Available records:
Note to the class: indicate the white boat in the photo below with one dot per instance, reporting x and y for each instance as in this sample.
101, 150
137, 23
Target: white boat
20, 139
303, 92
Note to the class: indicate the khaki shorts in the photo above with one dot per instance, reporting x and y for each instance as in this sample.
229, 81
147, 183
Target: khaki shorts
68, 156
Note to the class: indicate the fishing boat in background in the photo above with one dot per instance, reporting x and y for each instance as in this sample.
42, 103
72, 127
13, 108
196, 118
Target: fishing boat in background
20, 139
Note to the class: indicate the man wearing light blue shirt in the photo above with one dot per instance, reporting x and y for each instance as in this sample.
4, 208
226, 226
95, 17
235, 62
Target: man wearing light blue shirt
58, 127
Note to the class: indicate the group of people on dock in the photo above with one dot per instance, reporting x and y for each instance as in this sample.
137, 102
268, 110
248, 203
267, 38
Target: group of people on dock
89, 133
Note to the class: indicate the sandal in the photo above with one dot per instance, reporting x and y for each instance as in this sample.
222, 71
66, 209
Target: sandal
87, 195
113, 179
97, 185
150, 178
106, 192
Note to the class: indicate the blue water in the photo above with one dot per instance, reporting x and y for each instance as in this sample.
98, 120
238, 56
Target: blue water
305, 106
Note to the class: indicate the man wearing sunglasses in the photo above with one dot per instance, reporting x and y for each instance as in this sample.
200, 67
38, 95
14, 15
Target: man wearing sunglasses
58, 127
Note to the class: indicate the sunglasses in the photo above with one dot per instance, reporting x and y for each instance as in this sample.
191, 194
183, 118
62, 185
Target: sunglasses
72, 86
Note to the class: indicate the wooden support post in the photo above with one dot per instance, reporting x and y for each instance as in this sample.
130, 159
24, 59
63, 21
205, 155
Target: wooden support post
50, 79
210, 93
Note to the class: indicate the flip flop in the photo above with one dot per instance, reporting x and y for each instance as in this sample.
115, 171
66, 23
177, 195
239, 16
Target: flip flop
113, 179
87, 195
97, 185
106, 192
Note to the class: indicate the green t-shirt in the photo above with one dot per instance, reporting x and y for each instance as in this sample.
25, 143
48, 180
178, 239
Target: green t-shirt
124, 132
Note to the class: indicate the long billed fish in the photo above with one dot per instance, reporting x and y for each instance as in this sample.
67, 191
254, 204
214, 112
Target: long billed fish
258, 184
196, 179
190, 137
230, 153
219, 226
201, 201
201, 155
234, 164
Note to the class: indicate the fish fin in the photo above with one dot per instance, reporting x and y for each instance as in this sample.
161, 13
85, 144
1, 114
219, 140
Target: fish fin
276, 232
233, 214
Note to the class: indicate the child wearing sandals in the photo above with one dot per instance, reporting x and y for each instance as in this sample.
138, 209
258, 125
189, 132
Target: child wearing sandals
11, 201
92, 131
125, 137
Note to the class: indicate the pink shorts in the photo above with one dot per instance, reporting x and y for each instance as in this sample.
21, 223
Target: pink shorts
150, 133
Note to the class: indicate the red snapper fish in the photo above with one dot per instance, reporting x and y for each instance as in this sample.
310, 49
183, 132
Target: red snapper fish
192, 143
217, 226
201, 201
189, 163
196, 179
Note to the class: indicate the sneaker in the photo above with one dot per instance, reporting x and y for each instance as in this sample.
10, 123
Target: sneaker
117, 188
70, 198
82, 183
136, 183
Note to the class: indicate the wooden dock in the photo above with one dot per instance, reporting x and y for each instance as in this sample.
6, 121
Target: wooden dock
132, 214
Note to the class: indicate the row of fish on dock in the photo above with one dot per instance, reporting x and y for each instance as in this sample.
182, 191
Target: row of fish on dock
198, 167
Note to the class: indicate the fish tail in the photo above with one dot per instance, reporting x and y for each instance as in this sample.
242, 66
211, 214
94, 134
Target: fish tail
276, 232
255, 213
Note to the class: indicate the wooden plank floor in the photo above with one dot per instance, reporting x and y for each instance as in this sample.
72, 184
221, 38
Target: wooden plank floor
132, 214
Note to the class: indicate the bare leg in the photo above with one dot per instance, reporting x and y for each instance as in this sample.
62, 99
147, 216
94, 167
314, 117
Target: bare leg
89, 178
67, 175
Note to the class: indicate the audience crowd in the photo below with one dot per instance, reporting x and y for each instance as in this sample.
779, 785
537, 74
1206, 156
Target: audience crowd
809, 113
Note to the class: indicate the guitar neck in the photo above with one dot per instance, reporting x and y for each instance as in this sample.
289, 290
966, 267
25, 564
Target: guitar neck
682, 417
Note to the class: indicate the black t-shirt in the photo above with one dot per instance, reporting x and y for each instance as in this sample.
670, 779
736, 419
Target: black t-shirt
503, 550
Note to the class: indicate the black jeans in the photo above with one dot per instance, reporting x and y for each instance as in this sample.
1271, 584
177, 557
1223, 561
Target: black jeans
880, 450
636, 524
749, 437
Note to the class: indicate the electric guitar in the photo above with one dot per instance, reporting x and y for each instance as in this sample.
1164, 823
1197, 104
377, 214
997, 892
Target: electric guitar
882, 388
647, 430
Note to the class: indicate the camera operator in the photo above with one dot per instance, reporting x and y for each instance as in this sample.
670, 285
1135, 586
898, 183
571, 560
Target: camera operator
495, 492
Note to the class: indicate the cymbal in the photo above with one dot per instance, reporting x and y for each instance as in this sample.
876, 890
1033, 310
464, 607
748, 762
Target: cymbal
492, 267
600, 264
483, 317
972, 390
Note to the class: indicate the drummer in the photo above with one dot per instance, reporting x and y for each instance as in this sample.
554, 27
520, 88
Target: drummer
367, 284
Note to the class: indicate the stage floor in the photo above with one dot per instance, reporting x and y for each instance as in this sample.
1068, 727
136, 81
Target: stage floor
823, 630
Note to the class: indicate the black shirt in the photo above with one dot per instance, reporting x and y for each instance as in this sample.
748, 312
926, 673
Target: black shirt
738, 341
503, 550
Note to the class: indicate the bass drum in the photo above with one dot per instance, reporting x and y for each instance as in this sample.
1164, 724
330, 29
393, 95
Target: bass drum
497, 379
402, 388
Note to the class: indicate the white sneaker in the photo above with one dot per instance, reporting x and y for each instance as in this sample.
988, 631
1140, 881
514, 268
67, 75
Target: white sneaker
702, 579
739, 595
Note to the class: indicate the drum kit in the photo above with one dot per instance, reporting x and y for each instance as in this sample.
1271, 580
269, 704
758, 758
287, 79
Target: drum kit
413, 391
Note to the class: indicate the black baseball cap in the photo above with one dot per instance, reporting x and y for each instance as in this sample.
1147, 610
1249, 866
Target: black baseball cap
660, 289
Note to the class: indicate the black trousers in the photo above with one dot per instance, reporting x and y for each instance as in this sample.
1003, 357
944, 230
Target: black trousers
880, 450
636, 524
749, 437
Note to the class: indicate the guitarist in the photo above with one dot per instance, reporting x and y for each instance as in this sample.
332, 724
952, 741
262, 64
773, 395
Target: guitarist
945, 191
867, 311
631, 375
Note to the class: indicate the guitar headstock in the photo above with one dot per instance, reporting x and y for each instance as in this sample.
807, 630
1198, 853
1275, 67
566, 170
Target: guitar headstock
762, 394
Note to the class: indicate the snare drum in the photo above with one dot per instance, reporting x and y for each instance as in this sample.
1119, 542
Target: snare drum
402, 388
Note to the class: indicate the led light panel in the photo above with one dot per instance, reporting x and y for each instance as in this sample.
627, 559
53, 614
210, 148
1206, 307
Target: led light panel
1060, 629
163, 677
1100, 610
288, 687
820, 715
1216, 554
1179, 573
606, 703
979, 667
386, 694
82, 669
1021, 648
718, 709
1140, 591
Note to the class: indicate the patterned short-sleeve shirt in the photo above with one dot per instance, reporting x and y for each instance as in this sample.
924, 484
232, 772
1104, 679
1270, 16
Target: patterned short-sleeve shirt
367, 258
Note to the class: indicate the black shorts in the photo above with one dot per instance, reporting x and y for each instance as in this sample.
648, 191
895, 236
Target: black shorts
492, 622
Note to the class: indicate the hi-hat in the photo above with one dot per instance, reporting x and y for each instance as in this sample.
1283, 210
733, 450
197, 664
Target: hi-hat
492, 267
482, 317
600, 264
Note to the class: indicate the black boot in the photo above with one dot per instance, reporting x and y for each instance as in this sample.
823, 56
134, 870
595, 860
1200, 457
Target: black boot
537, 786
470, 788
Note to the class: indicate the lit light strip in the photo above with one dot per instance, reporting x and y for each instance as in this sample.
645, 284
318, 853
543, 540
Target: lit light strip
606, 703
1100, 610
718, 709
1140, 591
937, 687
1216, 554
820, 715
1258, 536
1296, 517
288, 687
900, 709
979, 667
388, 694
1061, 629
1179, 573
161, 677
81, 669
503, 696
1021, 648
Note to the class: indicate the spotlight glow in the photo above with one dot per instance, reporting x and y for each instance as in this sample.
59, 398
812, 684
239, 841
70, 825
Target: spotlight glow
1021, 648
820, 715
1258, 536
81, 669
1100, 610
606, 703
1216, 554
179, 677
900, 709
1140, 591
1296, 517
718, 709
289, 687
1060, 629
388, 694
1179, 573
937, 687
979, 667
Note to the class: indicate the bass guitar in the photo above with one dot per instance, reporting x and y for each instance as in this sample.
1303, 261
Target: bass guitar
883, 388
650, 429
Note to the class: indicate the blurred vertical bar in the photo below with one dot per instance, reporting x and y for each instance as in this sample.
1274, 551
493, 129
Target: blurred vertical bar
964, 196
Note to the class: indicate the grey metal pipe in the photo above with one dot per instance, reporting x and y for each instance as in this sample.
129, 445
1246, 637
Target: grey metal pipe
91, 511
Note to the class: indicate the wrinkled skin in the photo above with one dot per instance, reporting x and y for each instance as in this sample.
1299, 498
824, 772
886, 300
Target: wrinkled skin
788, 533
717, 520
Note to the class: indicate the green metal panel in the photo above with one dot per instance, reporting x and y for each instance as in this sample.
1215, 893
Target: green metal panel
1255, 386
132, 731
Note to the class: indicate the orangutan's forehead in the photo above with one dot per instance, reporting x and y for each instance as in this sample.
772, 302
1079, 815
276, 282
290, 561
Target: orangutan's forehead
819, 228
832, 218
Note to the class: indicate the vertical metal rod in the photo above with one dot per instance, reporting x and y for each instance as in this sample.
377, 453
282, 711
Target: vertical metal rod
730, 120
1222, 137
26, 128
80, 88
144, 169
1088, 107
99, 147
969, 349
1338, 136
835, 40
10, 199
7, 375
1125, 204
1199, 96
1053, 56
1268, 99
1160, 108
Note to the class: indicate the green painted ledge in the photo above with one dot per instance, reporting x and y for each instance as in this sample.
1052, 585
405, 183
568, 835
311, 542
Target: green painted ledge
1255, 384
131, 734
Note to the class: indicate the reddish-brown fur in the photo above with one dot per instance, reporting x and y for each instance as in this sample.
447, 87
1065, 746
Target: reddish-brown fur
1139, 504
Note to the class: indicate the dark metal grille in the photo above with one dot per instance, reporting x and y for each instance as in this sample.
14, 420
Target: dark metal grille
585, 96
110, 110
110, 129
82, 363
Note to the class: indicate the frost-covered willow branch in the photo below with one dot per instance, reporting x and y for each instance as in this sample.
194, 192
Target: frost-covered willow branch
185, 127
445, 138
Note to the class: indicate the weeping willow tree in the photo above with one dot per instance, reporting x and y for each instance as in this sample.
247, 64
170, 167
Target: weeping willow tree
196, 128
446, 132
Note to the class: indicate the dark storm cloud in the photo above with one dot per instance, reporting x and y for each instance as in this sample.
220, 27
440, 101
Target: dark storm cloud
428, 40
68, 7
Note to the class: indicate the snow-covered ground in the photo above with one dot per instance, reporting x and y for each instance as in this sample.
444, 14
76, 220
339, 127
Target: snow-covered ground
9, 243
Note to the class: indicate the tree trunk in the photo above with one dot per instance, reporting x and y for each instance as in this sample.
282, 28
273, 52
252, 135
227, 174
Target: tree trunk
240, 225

Given problem:
Return exactly the lines from the one containing "Note to the class: indicate the green painted" to the last line of the data, and nothing more.

Solution to this exercise:
Note to the class: indicate the green painted ledge in the photo above with one dot per instance, reporting x and y for each instance as in this sample.
1052, 585
405, 183
568, 835
311, 542
Target: green painted ledge
1255, 384
131, 734
Note to the class: indicate the reddish-brown fur in the photo above with one dot per instance, reporting x and y for each instance as in this sample.
447, 87
1065, 746
Target: reddish-brown fur
1139, 504
Note to the class: indicate the dark metal grille in the photo above with one dot per instance, reporting x and y for each instance as in this sample.
14, 420
Target: dark metal grille
585, 96
110, 110
110, 129
82, 363
Note to the class: indicate the frost-covered willow branch in the photo below with one dot per instance, reporting x and y for each instance as in this sample.
194, 192
Target: frost-covered willow branch
185, 127
445, 138
Note to the class: indicate the weeping willow tree in the photo above with one dot per instance, reporting x and y for each instance as in this sample.
247, 64
170, 167
Target: weeping willow tree
196, 128
446, 132
Note to the class: indicate the dark storm cloud in the photo above with one dot per instance, reporting x and y for each instance as in this sample.
220, 27
440, 101
Target: dark storm cloud
428, 40
68, 7
Note to the class: indicate the snow-covered ground in the photo above with one dot per instance, reporting x and y for each instance as in this sample.
444, 14
76, 220
339, 127
Target: snow-covered ground
9, 243
Note to the class: indicate the tree trunk in the photo above with one dot per instance, reporting x and y for each instance as in this sample.
282, 28
273, 52
252, 135
227, 174
Target: tree trunk
240, 225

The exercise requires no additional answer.